Le consegne:
1: Trascrivi dal brano sulla serie Dark il passo che comincia con "La serie TV" e termina con "2020, è sopravvalutata.".
2: Rispondi a queste domande sul brano sulla serie Dark:
(a) Come si chiamano i creatori di Dark?
(b) Da chi sono stati accusati di plagio i creatori?
(c) In quali anni Dark è stata distribuita su Netflix?

Estratto del testo:
Nonostante sia una serie amata, Dark non è esente da difetti. Ecco i motivi per cui è sopravvalutata

La serie TV Dark è tornata sulla bocca di tutti dopo che gli stessi creatori, Baran bo Odar e Jantje Friese, hanno dato vita ad una nuova serie rilasciata da poco e intitolata 1899, sempre distribuita su Netflix. Per di più, i creatori sono stati accusati di plagio da una fumettista brasiliana proprio a causa di elementi nella narrazione di 1899. Insomma, in un modo o nell’altro gli sceneggiatori tedeschi sono sull’onda del successo per le complesse serie generate. Dark è amata da tutti, eppure non è esente da difetti e soffre della sovrabbondanza di fattori derivati dal postmodernismo. Di seguito, le motivazioni per cui Dark, serie TV tedesca distribuita su Netflix dal 2017 fino al 2020, è sopravvalutata.

Dati forniti:
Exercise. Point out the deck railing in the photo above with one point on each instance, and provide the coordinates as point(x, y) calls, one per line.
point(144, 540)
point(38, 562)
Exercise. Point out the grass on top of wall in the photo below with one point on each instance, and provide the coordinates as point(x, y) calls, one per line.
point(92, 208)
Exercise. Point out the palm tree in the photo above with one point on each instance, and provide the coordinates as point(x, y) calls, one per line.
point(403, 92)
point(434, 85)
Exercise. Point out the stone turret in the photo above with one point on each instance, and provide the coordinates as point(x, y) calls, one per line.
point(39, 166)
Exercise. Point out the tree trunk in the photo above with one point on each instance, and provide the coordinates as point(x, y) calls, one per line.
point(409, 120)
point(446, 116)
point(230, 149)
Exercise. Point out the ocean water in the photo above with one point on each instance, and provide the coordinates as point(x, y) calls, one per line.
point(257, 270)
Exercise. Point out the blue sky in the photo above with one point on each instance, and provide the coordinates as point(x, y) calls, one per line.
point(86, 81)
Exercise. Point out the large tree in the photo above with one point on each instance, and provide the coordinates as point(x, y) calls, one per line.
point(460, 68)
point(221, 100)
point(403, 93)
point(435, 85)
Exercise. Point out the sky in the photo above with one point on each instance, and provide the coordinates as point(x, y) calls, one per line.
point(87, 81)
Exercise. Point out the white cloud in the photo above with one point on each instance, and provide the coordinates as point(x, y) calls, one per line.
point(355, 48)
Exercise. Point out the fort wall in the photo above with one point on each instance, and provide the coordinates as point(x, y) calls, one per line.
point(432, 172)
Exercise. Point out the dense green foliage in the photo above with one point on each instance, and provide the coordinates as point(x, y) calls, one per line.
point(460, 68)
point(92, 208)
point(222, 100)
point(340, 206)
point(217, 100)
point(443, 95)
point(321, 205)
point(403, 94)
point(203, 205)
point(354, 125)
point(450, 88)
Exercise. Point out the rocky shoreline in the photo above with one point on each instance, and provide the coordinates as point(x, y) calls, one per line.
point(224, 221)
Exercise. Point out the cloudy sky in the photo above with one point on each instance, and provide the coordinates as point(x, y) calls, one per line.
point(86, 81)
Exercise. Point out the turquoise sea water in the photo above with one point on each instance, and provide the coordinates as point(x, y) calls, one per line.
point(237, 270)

Risposte per consegna:
1:
La serie TV Dark è tornata sulla bocca di tutti dopo che gli stessi creatori, Baran bo Odar e Jantje Friese, hanno dato vita ad una nuova serie rilasciata da poco e intitolata 1899, sempre distribuita su Netflix. Per di più, i creatori sono stati accusati di plagio da una fumettista brasiliana proprio a causa di elementi nella narrazione di 1899. Insomma, in un modo o nell’altro gli sceneggiatori tedeschi sono sull’onda del successo per le complesse serie generate. Dark è amata da tutti, eppure non è esente da difetti e soffre della sovrabbondanza di fattori derivati dal postmodernismo. Di seguito, le motivazioni per cui Dark, serie TV tedesca distribuita su Netflix dal 2017 fino al 2020, è sopravvalutata.

2:
(a) Baran bo Odar e Jantje Friese.
(b) Da una fumettista brasiliana.
(c) Dal 2017 al 2020.